WHAT YOU NEED TO DO ▸ Each of the records below must be reproduced verbatim.

Data extracted from a collection ▸
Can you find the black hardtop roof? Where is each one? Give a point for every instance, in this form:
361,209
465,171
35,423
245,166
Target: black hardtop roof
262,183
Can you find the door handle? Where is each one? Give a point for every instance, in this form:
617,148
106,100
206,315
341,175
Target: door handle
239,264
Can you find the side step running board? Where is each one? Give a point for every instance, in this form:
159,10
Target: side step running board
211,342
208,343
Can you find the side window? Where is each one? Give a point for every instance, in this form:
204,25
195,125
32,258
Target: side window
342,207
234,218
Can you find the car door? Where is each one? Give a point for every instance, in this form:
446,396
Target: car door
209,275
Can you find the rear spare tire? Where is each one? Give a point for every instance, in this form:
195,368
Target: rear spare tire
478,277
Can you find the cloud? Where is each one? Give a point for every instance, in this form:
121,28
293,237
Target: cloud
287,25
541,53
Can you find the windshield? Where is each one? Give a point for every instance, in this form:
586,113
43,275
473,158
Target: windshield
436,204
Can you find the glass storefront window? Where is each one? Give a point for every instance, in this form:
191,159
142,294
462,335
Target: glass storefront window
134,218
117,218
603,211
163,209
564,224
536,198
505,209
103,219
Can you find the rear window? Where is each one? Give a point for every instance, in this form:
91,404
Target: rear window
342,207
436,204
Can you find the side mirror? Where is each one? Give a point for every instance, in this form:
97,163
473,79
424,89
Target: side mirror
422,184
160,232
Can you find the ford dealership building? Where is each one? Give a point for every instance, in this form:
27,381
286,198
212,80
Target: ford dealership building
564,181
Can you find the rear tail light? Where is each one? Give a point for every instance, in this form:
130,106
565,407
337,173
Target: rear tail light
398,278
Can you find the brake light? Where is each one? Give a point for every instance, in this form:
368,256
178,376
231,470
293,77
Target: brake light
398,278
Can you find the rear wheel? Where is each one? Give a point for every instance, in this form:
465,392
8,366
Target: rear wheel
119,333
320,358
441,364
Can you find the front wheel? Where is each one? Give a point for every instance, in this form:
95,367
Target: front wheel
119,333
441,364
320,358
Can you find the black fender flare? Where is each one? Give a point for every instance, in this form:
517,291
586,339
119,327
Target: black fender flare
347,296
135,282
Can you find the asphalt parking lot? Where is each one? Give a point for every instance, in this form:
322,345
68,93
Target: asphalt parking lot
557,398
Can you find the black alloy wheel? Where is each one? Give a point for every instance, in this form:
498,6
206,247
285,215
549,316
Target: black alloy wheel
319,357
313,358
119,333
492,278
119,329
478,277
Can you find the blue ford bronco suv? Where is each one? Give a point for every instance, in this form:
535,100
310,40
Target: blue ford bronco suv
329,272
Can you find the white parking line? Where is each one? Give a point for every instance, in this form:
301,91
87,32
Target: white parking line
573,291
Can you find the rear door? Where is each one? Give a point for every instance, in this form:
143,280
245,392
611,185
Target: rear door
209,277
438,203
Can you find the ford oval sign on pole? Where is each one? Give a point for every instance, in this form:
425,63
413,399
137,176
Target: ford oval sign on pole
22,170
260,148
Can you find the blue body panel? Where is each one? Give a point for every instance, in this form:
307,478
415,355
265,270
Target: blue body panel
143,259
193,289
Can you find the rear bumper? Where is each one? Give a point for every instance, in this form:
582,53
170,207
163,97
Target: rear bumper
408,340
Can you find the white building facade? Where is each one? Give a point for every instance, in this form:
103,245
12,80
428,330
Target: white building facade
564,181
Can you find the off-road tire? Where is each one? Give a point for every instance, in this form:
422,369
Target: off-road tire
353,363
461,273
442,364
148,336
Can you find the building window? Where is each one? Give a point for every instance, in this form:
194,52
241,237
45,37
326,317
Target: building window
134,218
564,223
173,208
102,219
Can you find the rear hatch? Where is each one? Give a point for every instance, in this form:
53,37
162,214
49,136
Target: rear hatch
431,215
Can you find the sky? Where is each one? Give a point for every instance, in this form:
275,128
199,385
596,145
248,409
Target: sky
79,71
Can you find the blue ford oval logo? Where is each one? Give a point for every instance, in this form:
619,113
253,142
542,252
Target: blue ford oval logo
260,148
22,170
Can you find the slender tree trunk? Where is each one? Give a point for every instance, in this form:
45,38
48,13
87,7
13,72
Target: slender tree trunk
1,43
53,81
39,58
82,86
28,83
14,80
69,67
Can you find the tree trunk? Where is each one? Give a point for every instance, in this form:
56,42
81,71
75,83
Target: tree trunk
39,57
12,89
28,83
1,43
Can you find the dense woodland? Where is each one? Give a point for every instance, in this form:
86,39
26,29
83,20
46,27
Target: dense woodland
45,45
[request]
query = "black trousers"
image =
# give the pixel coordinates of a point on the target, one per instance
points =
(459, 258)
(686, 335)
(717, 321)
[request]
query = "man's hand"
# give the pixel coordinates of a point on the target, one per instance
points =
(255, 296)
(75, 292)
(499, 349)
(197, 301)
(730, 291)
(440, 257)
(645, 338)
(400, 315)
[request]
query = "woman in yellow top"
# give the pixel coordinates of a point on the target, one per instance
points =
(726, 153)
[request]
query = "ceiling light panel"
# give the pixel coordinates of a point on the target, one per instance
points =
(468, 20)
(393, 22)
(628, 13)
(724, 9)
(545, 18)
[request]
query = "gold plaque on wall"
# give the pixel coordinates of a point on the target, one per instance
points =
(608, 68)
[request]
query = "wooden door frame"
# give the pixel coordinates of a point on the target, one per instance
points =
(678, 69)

OUTPUT OF THE EXERCISE ▸
Can you find the black hardtop roof? Where is each one? Give a point for every instance, in this form:
361,209
465,171
35,423
245,166
Target: black hardtop roof
262,183
Can you find the door handle? Where is each one? Give a point for every instance, in this form:
617,148
106,100
206,315
341,175
Target: door handle
239,264
Can you find the side step running board? Where is each one? Give a point for every instance, in this form:
159,10
Target: side step running board
211,342
208,343
Can you find the side window? Where is each one? Give a point for every instance, in this form:
204,25
195,125
32,258
Target: side window
342,207
234,218
Can you find the car door? Where is each one? Give a point for every instance, in this form:
446,396
Target: car door
209,275
Can you find the rear spare tire? Where is each one? Give a point for every instance, in this form:
195,368
Target: rear spare tire
478,277
Can you find the cloud? Where is each one? Give a point for every instance, in this form:
121,28
293,237
Target: cloud
287,25
541,53
Can you find the windshield? Where is each one? Give a point for every instance, in this form:
586,113
43,275
473,158
Target: windshield
436,204
Can you find the glass storefront window? Where is each one? Give a point for every instance, in this form:
191,159
142,294
462,335
Target: glass storefront window
134,218
117,218
603,211
163,209
564,224
536,198
505,209
103,219
Can you find the rear window? Where is each one? Give a point for every instance, in this form:
91,404
Target: rear window
342,207
436,204
Can you find the side mirror? Where is each one? Give a point for every instance, in this form:
97,163
473,79
424,89
Target: side mirror
422,184
160,232
Can you find the ford dealership building? Where is each one? Give a point for every instance, in this form:
27,381
286,198
212,80
Target: ford dealership building
564,181
Can you find the rear tail light? Where is each one? Give a point for every instance, in this form:
130,106
565,407
337,173
Target: rear tail light
398,278
Can you find the brake light? Where is each one? Give a point for every instance, in this form:
368,256
178,376
231,470
293,77
Target: brake light
398,278
Can you find the rear wheel? Where is each one? Give a point for every instance, in this form:
465,392
8,366
Target: rear wheel
119,333
320,358
441,364
Can you find the front wheel? Where is each one? Give a point for every instance, in this form:
95,367
Target: front wheel
119,333
441,364
320,358
Can you find the black fender flare? Where is each one? Give a point for every instance, in this form:
517,291
586,339
119,327
Target: black fender flare
347,296
135,282
Can you find the asphalt parking lot? Where is each one? Give a point for every instance, in this form:
322,345
68,93
Target: asphalt parking lot
557,398
Can you find the black alloy wheel? Where is each one? Give a point for every instance, in this form:
498,6
206,247
285,215
549,316
Target: black alloy wheel
319,357
313,358
119,333
492,278
119,329
478,277
Can you find the blue ford bronco suv? Where is each one? Give a point for every instance, in this form:
535,100
310,40
Target: blue ford bronco suv
329,272
Can you find the white parking line? Where is each one? Give a point for every instance, in this form:
301,91
87,32
Target: white parking line
573,291
Can you find the rear door? Where is each one? Give a point for every instance, in this form:
143,280
245,392
611,185
Target: rear door
209,277
438,203
Can you find the ford oval sign on pole? Where is each one? Give a point for every instance, in this form:
425,63
413,399
137,176
Target: ford oval sign on pole
22,170
260,148
Can you find the blue body panel? Where is each one? Give a point for every instance, in this form:
307,478
415,355
265,270
Target: blue body panel
143,259
193,289
Can you find the rear bumper? Where is each one? Give a point for every instance, in this form:
582,53
170,207
163,97
Target: rear bumper
408,340
Can you find the white building facade? Where is each one? Give a point for every instance, in this form:
103,245
12,80
428,330
Target: white building facade
564,181
Can you find the off-road tire? Where is each one? Give a point for every instance, in this form:
422,369
Target: off-road tire
353,363
461,273
442,364
148,336
Can you find the building window? Where is each one? Give a point for every instance, in this form:
194,52
241,237
45,37
326,317
Target: building window
134,218
564,223
173,208
102,219
Can you find the rear hatch? Where is each one? Give a point for every instance, in this form:
53,37
162,214
49,136
Target: rear hatch
431,215
Can you find the sky? Where is each one? Give a point for every instance, in this form:
275,128
199,385
596,145
248,409
Target: sky
79,71
Can you find the blue ford oval logo? Where is each one? Give a point for every instance, in this form:
619,113
253,142
542,252
Target: blue ford oval logo
260,148
22,170
Can you find the slender tree trunk? Where is each one? Give a point for every instance, in this form:
45,38
48,13
87,7
13,72
Target: slender tree trunk
1,43
53,81
39,58
82,86
28,83
14,80
69,67
Can you find the tree trunk? Where is each one? Give a point for every instance, in this form:
56,42
81,71
75,83
Target: tree trunk
39,57
12,89
28,83
1,43
Can you find the dense woodland? Where is each one? Give a point for every instance, in this form:
86,39
26,29
83,20
46,27
Target: dense woodland
45,45
[request]
query = "black trousers"
image =
# give the pixel coordinates of a point on the target, one per instance
points =
(459, 258)
(686, 335)
(717, 321)
[request]
query = "man's hand"
# give the pixel coordinates of a point on the target, one per instance
points =
(255, 296)
(75, 292)
(499, 349)
(197, 301)
(730, 291)
(440, 257)
(645, 338)
(400, 315)
[request]
query = "woman in yellow top"
# give the pixel coordinates of a point on the target, one per instance
points =
(726, 153)
[request]
query = "ceiling light panel"
# give the pixel coordinates of a point on the target, one per instance
points =
(468, 20)
(393, 22)
(628, 13)
(724, 9)
(545, 18)
[request]
query = "gold plaque on wall"
# give the pixel coordinates of a point on the target, one per instance
points =
(608, 68)
[request]
query = "wooden door frame"
# give the pixel coordinates of a point on the target, one per instance
points =
(678, 69)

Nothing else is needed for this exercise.